• **Work to do**
Swap "in this photo" for "in this image" everywhere in the data below and write the rest out unchanged. Leave the pictures out of your answer.

[Location annotation dataset excerpts]

━━━

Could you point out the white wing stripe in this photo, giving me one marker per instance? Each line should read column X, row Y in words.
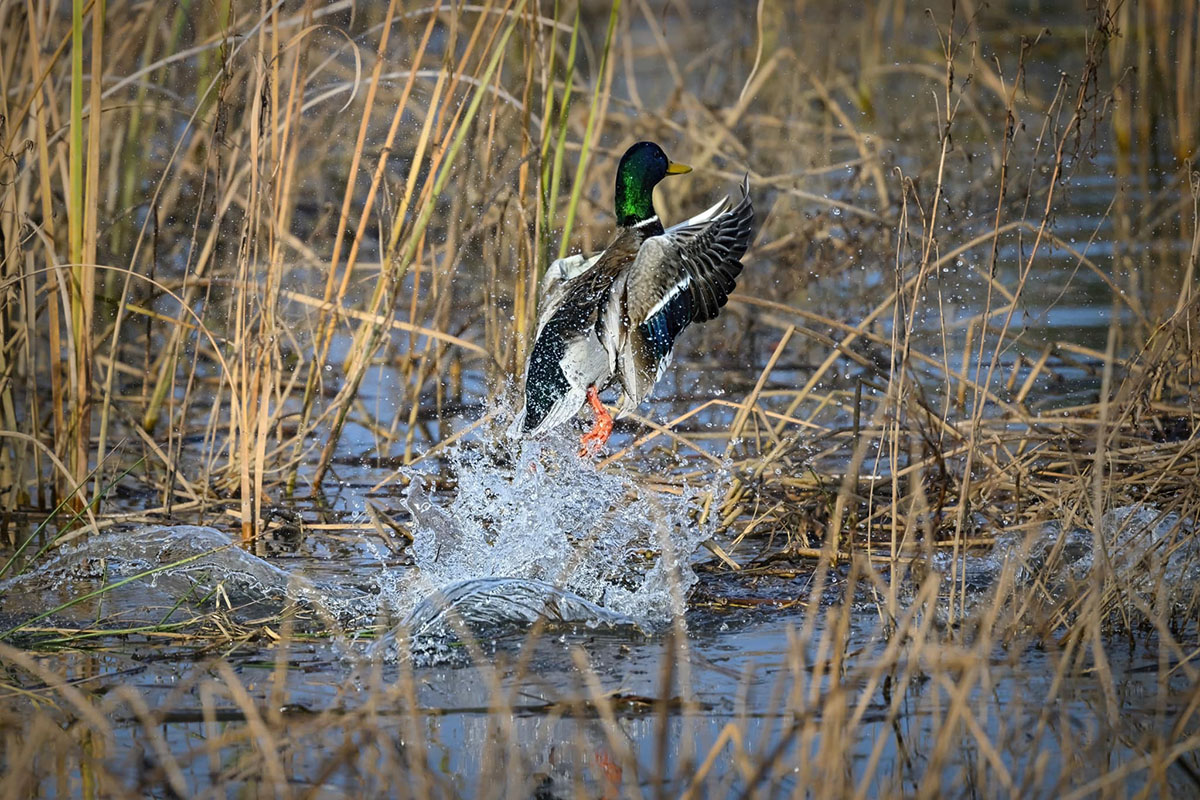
column 670, row 295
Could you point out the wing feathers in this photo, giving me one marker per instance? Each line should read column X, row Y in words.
column 679, row 277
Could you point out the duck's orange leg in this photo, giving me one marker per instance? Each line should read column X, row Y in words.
column 600, row 432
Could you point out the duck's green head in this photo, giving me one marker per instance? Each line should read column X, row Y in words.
column 640, row 170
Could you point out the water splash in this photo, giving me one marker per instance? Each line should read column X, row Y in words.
column 544, row 516
column 529, row 534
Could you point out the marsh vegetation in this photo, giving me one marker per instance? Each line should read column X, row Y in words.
column 268, row 271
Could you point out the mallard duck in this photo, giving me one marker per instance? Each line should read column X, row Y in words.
column 615, row 316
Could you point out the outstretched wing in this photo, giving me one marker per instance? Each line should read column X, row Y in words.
column 681, row 277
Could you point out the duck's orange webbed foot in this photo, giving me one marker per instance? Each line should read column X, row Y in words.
column 600, row 432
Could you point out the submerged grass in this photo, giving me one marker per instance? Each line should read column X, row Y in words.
column 277, row 245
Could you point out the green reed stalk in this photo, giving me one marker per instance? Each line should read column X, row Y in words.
column 586, row 145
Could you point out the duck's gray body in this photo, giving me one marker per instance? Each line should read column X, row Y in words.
column 615, row 317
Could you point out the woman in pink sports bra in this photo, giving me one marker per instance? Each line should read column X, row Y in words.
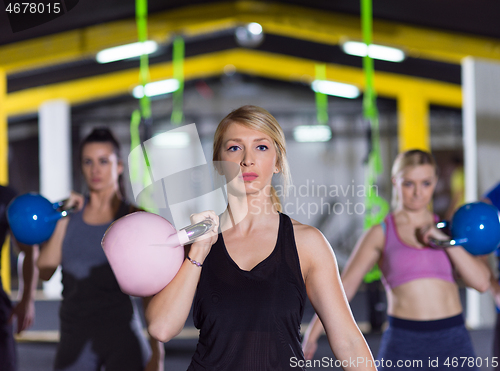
column 424, row 309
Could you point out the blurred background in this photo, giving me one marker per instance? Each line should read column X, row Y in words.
column 437, row 89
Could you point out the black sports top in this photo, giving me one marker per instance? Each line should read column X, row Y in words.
column 250, row 320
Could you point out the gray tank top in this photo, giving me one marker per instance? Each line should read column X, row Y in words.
column 90, row 290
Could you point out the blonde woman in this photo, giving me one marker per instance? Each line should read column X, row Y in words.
column 424, row 309
column 249, row 283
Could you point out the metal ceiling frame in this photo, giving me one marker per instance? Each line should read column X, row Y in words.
column 280, row 19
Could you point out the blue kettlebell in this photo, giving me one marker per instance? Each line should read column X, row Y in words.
column 33, row 218
column 475, row 227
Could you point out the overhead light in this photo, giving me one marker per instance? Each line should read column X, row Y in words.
column 171, row 140
column 156, row 88
column 254, row 28
column 375, row 51
column 312, row 133
column 127, row 51
column 337, row 89
column 250, row 35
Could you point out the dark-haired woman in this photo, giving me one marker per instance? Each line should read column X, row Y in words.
column 100, row 325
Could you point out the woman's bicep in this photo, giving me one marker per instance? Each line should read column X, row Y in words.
column 326, row 294
column 51, row 251
column 365, row 255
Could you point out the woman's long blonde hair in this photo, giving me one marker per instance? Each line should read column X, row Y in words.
column 257, row 118
column 407, row 159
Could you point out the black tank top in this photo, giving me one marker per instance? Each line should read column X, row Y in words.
column 250, row 320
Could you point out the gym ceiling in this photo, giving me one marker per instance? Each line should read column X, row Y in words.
column 57, row 59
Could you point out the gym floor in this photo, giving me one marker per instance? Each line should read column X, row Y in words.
column 37, row 348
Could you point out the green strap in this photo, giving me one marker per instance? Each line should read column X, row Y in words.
column 141, row 18
column 376, row 207
column 321, row 99
column 178, row 70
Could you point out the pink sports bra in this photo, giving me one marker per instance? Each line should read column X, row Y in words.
column 402, row 263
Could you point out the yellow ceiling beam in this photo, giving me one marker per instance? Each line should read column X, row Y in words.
column 245, row 61
column 276, row 18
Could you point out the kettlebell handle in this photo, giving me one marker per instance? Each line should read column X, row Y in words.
column 60, row 214
column 443, row 244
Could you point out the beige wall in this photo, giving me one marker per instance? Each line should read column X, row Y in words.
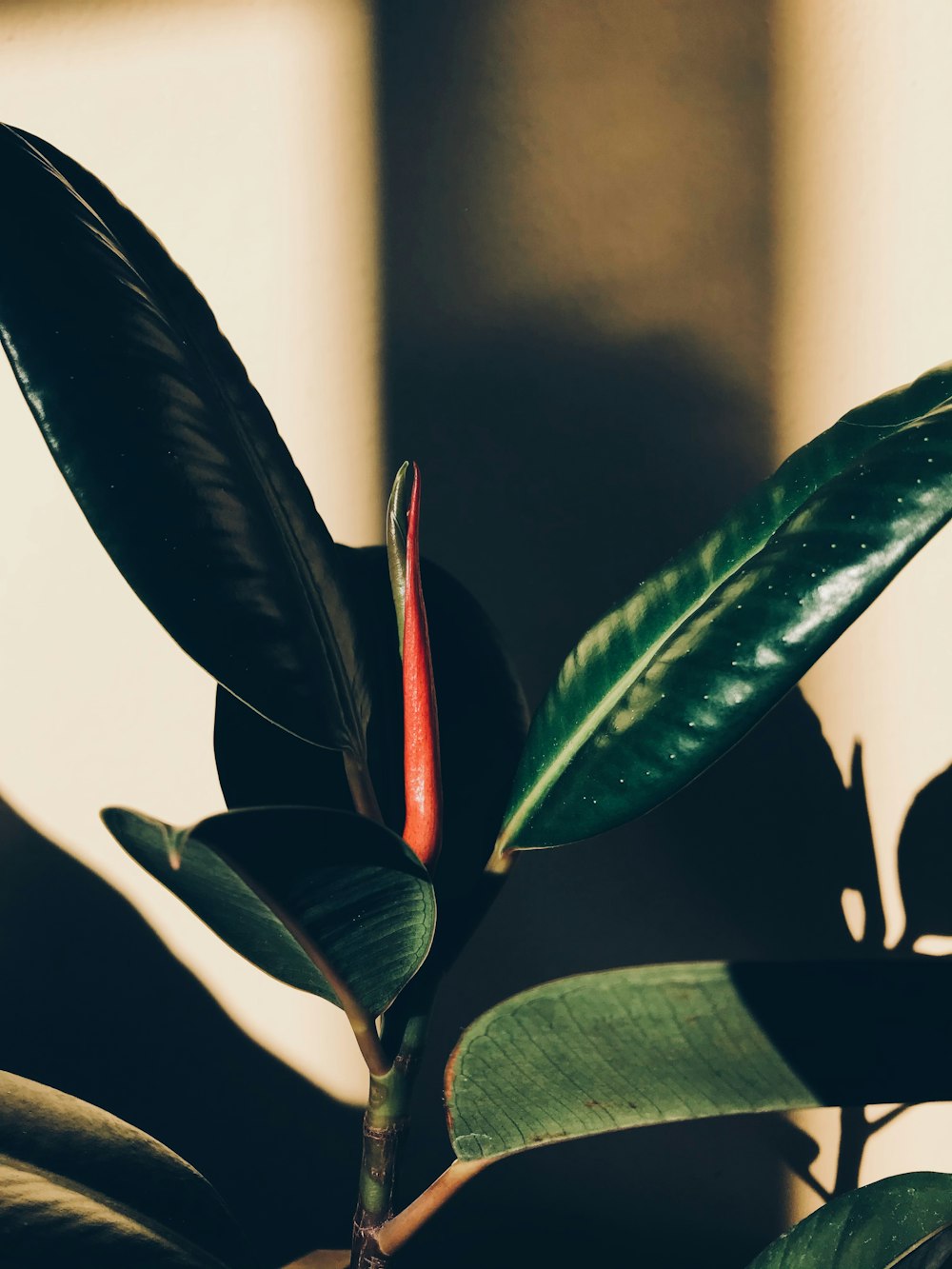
column 242, row 132
column 864, row 266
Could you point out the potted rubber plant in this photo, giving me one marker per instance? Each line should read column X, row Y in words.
column 409, row 777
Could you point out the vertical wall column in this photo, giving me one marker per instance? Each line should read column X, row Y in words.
column 863, row 285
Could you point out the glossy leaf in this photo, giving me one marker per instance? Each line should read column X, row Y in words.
column 483, row 724
column 872, row 1227
column 169, row 449
column 651, row 1044
column 82, row 1188
column 353, row 887
column 673, row 677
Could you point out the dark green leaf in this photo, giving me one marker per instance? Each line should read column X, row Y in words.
column 169, row 449
column 84, row 1189
column 353, row 887
column 626, row 1048
column 673, row 677
column 874, row 1227
column 482, row 723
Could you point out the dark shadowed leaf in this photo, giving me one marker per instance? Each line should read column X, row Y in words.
column 482, row 723
column 651, row 1044
column 673, row 677
column 169, row 449
column 874, row 1227
column 83, row 1189
column 352, row 886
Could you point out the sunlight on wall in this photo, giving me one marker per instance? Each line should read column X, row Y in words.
column 242, row 132
column 864, row 264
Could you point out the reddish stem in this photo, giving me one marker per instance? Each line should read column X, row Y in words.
column 422, row 778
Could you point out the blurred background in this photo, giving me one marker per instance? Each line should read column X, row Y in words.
column 597, row 266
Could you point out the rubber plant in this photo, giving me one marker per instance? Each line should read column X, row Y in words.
column 372, row 747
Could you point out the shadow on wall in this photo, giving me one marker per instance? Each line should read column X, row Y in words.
column 577, row 236
column 94, row 1004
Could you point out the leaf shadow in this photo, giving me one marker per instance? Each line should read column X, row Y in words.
column 94, row 1004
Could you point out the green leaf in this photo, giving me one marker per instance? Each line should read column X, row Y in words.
column 651, row 1044
column 482, row 723
column 872, row 1227
column 169, row 449
column 353, row 887
column 672, row 678
column 82, row 1188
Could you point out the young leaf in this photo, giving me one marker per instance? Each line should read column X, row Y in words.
column 79, row 1187
column 483, row 724
column 650, row 1044
column 169, row 449
column 423, row 789
column 673, row 677
column 352, row 886
column 872, row 1227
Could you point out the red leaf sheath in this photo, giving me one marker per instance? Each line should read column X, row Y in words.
column 422, row 780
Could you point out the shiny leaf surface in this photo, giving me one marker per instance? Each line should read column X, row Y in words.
column 872, row 1227
column 627, row 1048
column 352, row 886
column 82, row 1188
column 673, row 677
column 169, row 449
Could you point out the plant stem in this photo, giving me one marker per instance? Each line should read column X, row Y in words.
column 387, row 1122
column 402, row 1227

━━━

• **Expected answer**
Could you point out the white wing stripe in this image, giving me one marker per instance? Each line should read column X, row Y in words.
column 670, row 295
Could you point out the wing feathers in this image, giving me one marker per instance? Each line should read column X, row Y in words.
column 679, row 277
Could you point out the duck's orange leg in this image, giving me one marker per instance? Each line should read column X, row Y in words.
column 600, row 432
Could you point out the duck's green head in this image, giving me one marker per instance? Each line should read column X, row Y in words.
column 640, row 170
Could you point out the water splash in this image, giving me one marker per instance? Each line should read column X, row Y in words.
column 544, row 516
column 529, row 534
Could you point out the marsh vegetation in this image, giving me one marker per instance? Each line should read column X, row Y in words.
column 268, row 271
Could you point out the mallard duck in this image, giving me one marker per instance? Each line should read column X, row Y in words.
column 615, row 316
Could you point out the outstretched wing in this image, giving me one marker per instance? Each line should read column X, row Y in words.
column 681, row 277
Could you point out the duck's orange webbed foot in this image, giving me one marker per instance? Each line should read column X, row Y in words.
column 600, row 432
Could you point out the submerged grass in this image, giving me one marker per instance? Each line should read column X, row Y in words.
column 277, row 245
Could you point out the green reed stalk in this image, giving me one marker per instance? Each line should read column X, row Y in words.
column 586, row 145
Could you point out the duck's gray body in this image, giving me one marker per instance? Each line should read column X, row Y in words.
column 615, row 317
Could you point out the woman in pink sports bra in this image, giving me one marker per instance? Each line should read column X, row Y in words.
column 424, row 309
Could you point out the blurred background in this image, giving me one marker per instance? Each line should read column X, row Y in words.
column 437, row 89
Could you point out the black sports top in this image, giving me one marker per instance? Each line should read column X, row Y in words.
column 250, row 320
Could you point out the gray tank top in this image, giving me one marker per instance? Each line should read column X, row Y in words.
column 90, row 290
Could you point out the blonde woman in this image, giving me one marker per instance? Each line should read column X, row Y in words.
column 424, row 309
column 249, row 283
Could you point out the metal ceiling frame in this image, giving me one marker per instance? Each line should read column X, row Y in words.
column 280, row 19
Could you point out the blue kettlebell in this image, giving me one marker per instance? Each line should read column X, row Y in words.
column 33, row 218
column 475, row 227
Could you point out the overhead light in this image, giving me one marker per instance? Each line should read column X, row Y in words.
column 171, row 140
column 156, row 88
column 254, row 28
column 375, row 51
column 312, row 133
column 127, row 51
column 337, row 89
column 250, row 35
Could you point out the dark-haired woman in this image, giving me one marker per instance? Each line should read column X, row Y in words.
column 100, row 325
Could you point out the woman's bicep in this image, giving me one marker per instance? Each line should read column X, row Y in words.
column 326, row 294
column 51, row 251
column 365, row 255
Could you point out the woman's long blonde hair in this image, giving me one marker per instance? Each line should read column X, row Y in words.
column 257, row 118
column 407, row 159
Could you point out the black tank top in this image, giving me one marker per instance? Each line should read column X, row Y in words.
column 250, row 320
Could you point out the gym ceiling in this image, giving me one marker per instance? Each line should read column X, row Y in words.
column 57, row 59
Could you point out the gym floor in this image, giving me one marker per instance? Each line should read column X, row Y in words.
column 37, row 348
Could you point out the green strap in this image, giving me one marker per instance? Each line should read column X, row Y in words.
column 141, row 18
column 376, row 207
column 321, row 99
column 178, row 70
Could you point out the pink sports bra in this image, giving me one marker per instance? Each line should read column X, row Y in words.
column 402, row 263
Could you point out the yellow ceiling beam in this image, giving me one marker per instance? Each line should read column X, row Y in words.
column 245, row 61
column 276, row 18
Could you point out the kettlebell handle in this image, giving me one marker per instance? Each line should read column X, row Y in words.
column 60, row 214
column 443, row 244
Could you point out the beige wall in this image, giving me one marker per instance? Each line should read column X, row Y in words.
column 242, row 132
column 864, row 266
Could you point out the potted rubber plant in this image, giving me one marker per instance? Each line should read column X, row Y in words.
column 409, row 777
Could you point out the vertical wall column in this image, giving me one marker per instance? Each line should read column X, row Y in words.
column 863, row 285
Could you point out the glossy leaf in this image, giving me one marker per instance? Each line should read column X, row Y in words.
column 483, row 724
column 872, row 1227
column 169, row 449
column 651, row 1044
column 82, row 1188
column 353, row 887
column 673, row 677
Could you point out the dark green leaf in this image, giving me one marker per instance? Each line should read column X, row Y in words.
column 169, row 449
column 84, row 1189
column 353, row 887
column 626, row 1048
column 673, row 677
column 874, row 1227
column 482, row 723
Could you point out the dark shadowed leaf in this image, giving me one marker per instance? Each line should read column X, row Y in words.
column 482, row 723
column 651, row 1044
column 673, row 677
column 169, row 449
column 874, row 1227
column 83, row 1189
column 352, row 886
Could you point out the sunlight on wall in this image, giving me one marker per instance? Each line should read column X, row Y in words.
column 242, row 132
column 864, row 264
Could you point out the reddish stem in this image, giving me one marker per instance? Each line should read column X, row Y in words.
column 422, row 778
Could you point out the blurred background in this image, giving me one marker per instance? Each line should read column X, row Y in words.
column 597, row 266
Could you point out the rubber plant in this image, giving me one marker per instance? Each line should read column X, row Y in words.
column 372, row 747
Could you point out the shadow on wall in this image, giving me one marker per instance? Each line should read column X, row Y in words.
column 577, row 236
column 94, row 1004
Could you point out the leaf shadow in this image, giving me one marker per instance? Each line should read column X, row Y in words.
column 94, row 1004
Could you point out the green leaf in this image, giving me one marker per instance? Each line should read column X, row Y in words.
column 651, row 1044
column 482, row 723
column 872, row 1227
column 169, row 449
column 353, row 887
column 672, row 678
column 82, row 1188
Could you point out the young leaf in this image, giving me one marker per instance? Each line should read column X, row Y in words.
column 79, row 1187
column 483, row 724
column 650, row 1044
column 169, row 449
column 423, row 789
column 673, row 677
column 352, row 886
column 872, row 1227
Could you point out the red leaf sheath in this image, giving me one marker per instance? Each line should read column X, row Y in words.
column 422, row 780
Could you point out the shiny leaf surface in this image, giving me one marker per instance? Each line should read column X, row Y in words.
column 872, row 1227
column 627, row 1048
column 352, row 886
column 82, row 1188
column 673, row 677
column 169, row 449
Could you point out the plant stem in this image, giving me one marker per instance? Each line should read column X, row Y in words.
column 387, row 1122
column 402, row 1227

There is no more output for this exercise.